Start of TEXT TO READ

A presidential campaign which has defied rational analysis for eighteen months suddenly makes sense to everybody. Miraculously it gives heart to both our Prime Ministers, the deposed but yet undead former Prime Minister and his replacement with the same policies, Malcolm Turnbull, yet neither is quite as Trump-struck as Pauline. Could it be love?

Ms Hanson blushes later, laughing off Karl Stefanovic on Nine and his suggestion that she has the hots for the delectable Donald. A model of accommodation for this rich white male member of a power elite, the One Nation leader and former celebrity dancer cum political commentator, poses with champagne in parliament grounds to offer her probing assessment of Trump’s victory over Clinton. The success of the billionaire reality TV host, property speculator and tax evader who inherited his father’s real-estate business and between $40 and $200 million and who forced small contractors out of business by not paying his bills, represents a win for little people everywhere.

Hanson, who has represented her little people by voting with the government on all but two occasions so far, dismisses Stefanovic’s call for Trump’s isolationist rhetoric to be taken seriously. In vain, the Nine host instances The Donald’s ranting against NAFTA and all other Free Trade Agreements including our Trans Pacific Partnership (TPP) a very big deal whose benefits to Australia this government has yet to spell out to anyone. He could just as easily instance Trump’s role as an apologist for Russia.

“I believe what Donald Trump says, look after your own country first. Karl, they’re not going to be isolationists. People put this fear factor out,” she says, blithely unaware that Trump’s “America First” is the slogan of 1930s US isolationists, confusing it, perhaps, with a religion. Anything you don’t understand can be explained away as the work of a conspiracy.

End of TEXT TO READ

REQUIREMENT A
List every person the piece on Hanson and Trump mentions by name, giving each person once.
REQUIREMENT B
In the piece on Hanson and Trump, why does the writer call Hanson "blithely unaware" when she repeats Trump's idea of looking after your own country first?
Answer using only the piece on Hanson and Trump.

Start of EXTRACTED RECORDS

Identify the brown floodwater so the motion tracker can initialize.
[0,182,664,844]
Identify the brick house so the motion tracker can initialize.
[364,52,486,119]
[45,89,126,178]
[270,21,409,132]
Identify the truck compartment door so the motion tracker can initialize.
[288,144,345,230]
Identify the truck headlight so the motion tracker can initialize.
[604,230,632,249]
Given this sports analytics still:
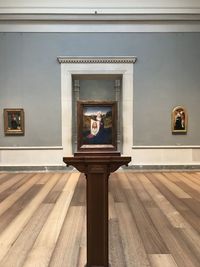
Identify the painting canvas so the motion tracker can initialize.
[77,101,117,150]
[4,108,24,135]
[172,106,188,134]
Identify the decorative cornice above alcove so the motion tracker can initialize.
[57,56,137,64]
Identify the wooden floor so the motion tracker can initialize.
[0,171,200,267]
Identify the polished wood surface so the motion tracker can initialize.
[0,171,200,267]
[63,155,131,267]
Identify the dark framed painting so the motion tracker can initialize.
[172,106,188,134]
[4,108,24,135]
[77,101,117,151]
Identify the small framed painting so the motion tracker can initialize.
[172,106,188,134]
[77,101,117,151]
[4,108,24,135]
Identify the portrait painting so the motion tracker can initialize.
[4,108,24,135]
[77,101,117,150]
[172,106,188,134]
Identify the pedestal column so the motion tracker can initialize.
[63,152,131,267]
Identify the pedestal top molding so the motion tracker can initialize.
[57,56,137,64]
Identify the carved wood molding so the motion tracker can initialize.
[57,56,137,64]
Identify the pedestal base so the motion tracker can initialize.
[63,152,131,267]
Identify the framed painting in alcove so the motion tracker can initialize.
[171,106,188,134]
[4,108,24,135]
[77,101,117,151]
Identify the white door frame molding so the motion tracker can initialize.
[58,56,136,156]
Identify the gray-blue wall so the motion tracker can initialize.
[0,33,200,146]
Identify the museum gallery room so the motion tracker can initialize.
[0,0,200,267]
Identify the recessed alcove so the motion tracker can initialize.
[58,57,136,158]
[72,74,123,152]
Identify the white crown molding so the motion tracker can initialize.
[0,13,200,23]
[0,146,63,150]
[132,145,200,149]
[57,56,137,64]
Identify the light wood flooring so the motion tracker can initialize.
[0,171,200,267]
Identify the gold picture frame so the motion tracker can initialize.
[77,101,117,151]
[4,108,24,135]
[172,106,188,134]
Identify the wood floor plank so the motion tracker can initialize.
[0,174,25,193]
[44,173,70,203]
[116,203,150,267]
[0,204,53,267]
[0,174,40,218]
[24,173,79,267]
[138,173,185,227]
[0,174,59,261]
[147,208,199,267]
[121,174,169,254]
[49,206,85,267]
[153,173,191,198]
[122,187,169,254]
[173,172,200,193]
[0,171,200,267]
[109,219,126,267]
[127,172,156,207]
[0,185,42,233]
[149,254,178,267]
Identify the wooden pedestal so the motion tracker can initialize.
[63,152,131,267]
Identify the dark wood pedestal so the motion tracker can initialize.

End of EXTRACTED RECORDS

TASK RESULT A
Malcolm Turnbull, Pauline Hanson, Karl Stefanovic, Donald Trump, Clinton

TASK RESULT B
Trump's "America First" slogan was used by US isolationists in the 1930s. So Hanson's claim that Trump's side won't be isolationist misses where his own slogan comes from.